§ EXCERTO SELECIONADO
A captação de descargas atmosféricas é um dos pontos do projecto electrotécnico mais descurado pela maioria dos projectistas. Exige, na pior das hipóteses, coordenação com o projecto de estruturas, arquitectónico e civil. É moroso na sua definição e no seu traçado. Verifica-se uma total ausência de espírito crítico na escolha dos sistemas a aplicar, deixando o marketing de sistemas milagrosos e de fácil instalação sobrepor-se à real função da engenharia.

O sistema de captação
O objectivo de um sistema de captação é interceptar uma descarga atmosférica, conduzir a corrente de forma segura, através de baixadas, e por último dissipar as correntes através do sistema de terras. Tem, como finalidade, a protecção de vidas, edifícios e bens.

§ REGISTOS EXTRAÍDOS

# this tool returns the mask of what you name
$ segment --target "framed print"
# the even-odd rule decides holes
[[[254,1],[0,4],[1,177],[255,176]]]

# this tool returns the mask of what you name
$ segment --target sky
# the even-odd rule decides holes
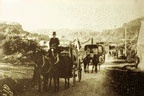
[[[102,31],[144,16],[143,0],[0,0],[0,20],[24,30]]]

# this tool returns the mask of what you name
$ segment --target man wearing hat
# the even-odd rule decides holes
[[[53,37],[50,39],[49,46],[50,48],[55,47],[57,48],[59,45],[59,39],[56,38],[56,32],[53,32]]]

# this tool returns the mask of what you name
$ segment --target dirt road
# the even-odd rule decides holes
[[[61,79],[60,91],[42,92],[31,88],[21,96],[144,96],[144,74],[127,70],[101,70],[98,73],[82,73],[81,82],[64,89]],[[72,80],[71,80],[72,84]]]
[[[71,85],[69,89],[64,89],[64,83],[62,83],[58,93],[42,92],[40,96],[116,96],[110,94],[112,91],[110,87],[106,85],[106,71],[100,71],[97,74],[83,73],[82,75],[82,81],[76,82],[74,87]],[[61,82],[63,82],[63,80],[61,80]],[[33,88],[26,92],[25,95],[38,96],[38,93],[35,91]]]
[[[107,66],[107,65],[106,65]],[[102,66],[102,67],[106,67]],[[108,64],[108,66],[110,66]],[[10,67],[12,75],[15,77],[24,78],[29,77],[27,81],[31,80],[32,70],[18,67]],[[2,68],[3,69],[3,68]],[[7,69],[5,67],[4,69]],[[21,70],[21,71],[20,71]],[[23,74],[23,75],[21,75]],[[19,73],[19,74],[18,74]],[[13,76],[13,77],[14,77]],[[25,79],[21,79],[21,85],[26,86],[24,91],[19,91],[18,96],[144,96],[144,73],[133,70],[122,70],[115,68],[102,69],[98,73],[84,73],[82,72],[81,82],[76,82],[72,87],[72,79],[70,80],[70,88],[64,88],[64,79],[60,79],[60,91],[54,93],[53,91],[38,93],[38,86],[29,87]],[[21,87],[23,88],[23,87]],[[17,88],[18,90],[22,90]]]

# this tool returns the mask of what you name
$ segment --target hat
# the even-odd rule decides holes
[[[55,32],[55,31],[53,32],[53,35],[56,35],[56,32]]]

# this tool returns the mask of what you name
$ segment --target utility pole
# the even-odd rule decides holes
[[[125,27],[125,57],[127,56],[127,27]]]

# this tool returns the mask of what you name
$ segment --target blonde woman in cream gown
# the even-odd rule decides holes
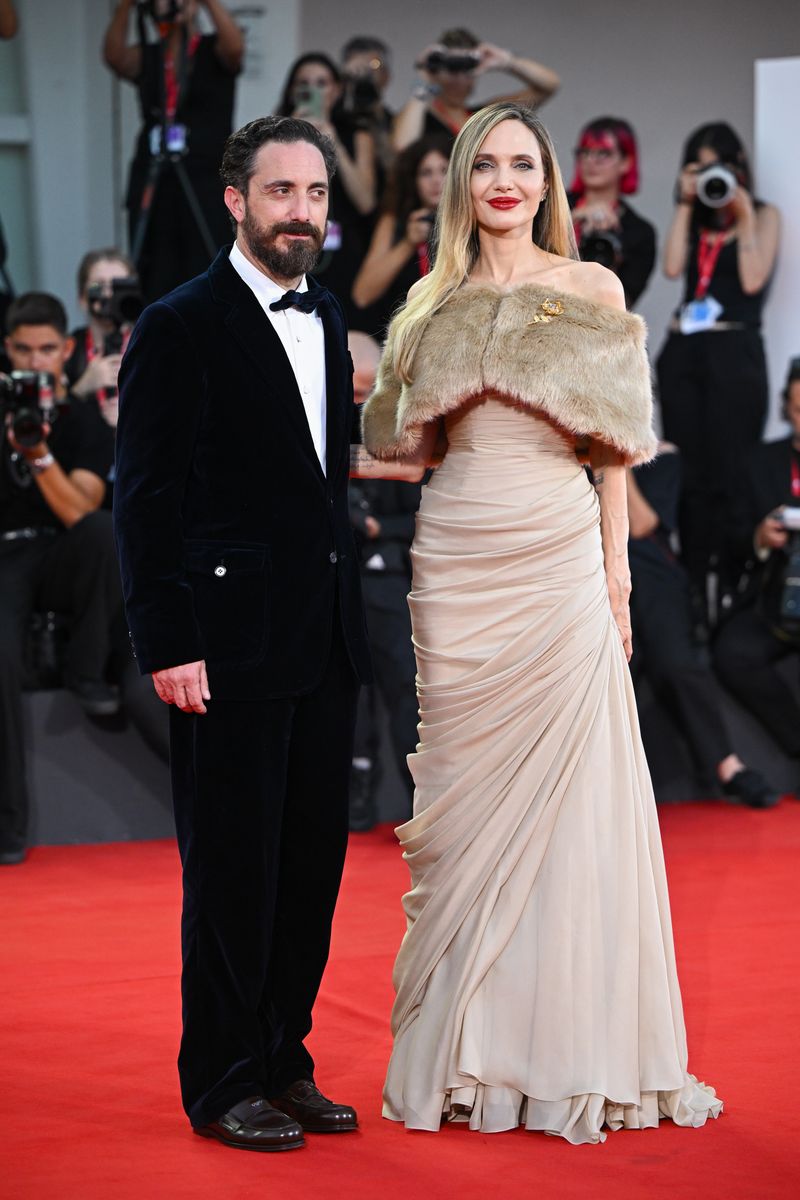
[[[473,116],[450,170],[437,266],[392,323],[354,463],[419,478],[441,458],[413,546],[420,742],[384,1115],[572,1142],[700,1126],[722,1105],[687,1070],[626,661],[625,463],[654,445],[643,325],[575,260],[529,110]]]

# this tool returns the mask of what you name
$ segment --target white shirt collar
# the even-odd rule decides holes
[[[245,283],[255,293],[261,305],[266,307],[272,304],[273,300],[279,300],[281,296],[287,292],[287,288],[282,288],[279,283],[265,275],[264,271],[259,271],[258,266],[251,263],[249,258],[246,258],[239,248],[239,244],[234,242],[233,250],[230,251],[230,265],[241,275]],[[301,278],[300,283],[295,288],[295,292],[307,292],[308,281],[306,276]]]

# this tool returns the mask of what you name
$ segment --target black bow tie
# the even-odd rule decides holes
[[[281,312],[282,308],[300,308],[300,312],[313,312],[326,302],[327,296],[327,289],[314,283],[307,292],[284,292],[279,300],[270,305],[270,310]]]

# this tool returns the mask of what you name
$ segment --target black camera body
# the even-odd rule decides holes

§ PEDIDO
Por favor, reproduza tal como está o trecho do texto sobre a captação de descargas atmosféricas que vai de "O sistema de captação" até "edifícios e bens.", inclusive.

§ RESULTADO DO EXERCÍCIO
O sistema de captação
O objectivo de um sistema de captação é interceptar uma descarga atmosférica, conduzir a corrente de forma segura, através de baixadas, e por último dissipar as correntes através do sistema de terras. Tem, como finalidade, a protecção de vidas, edifícios e bens.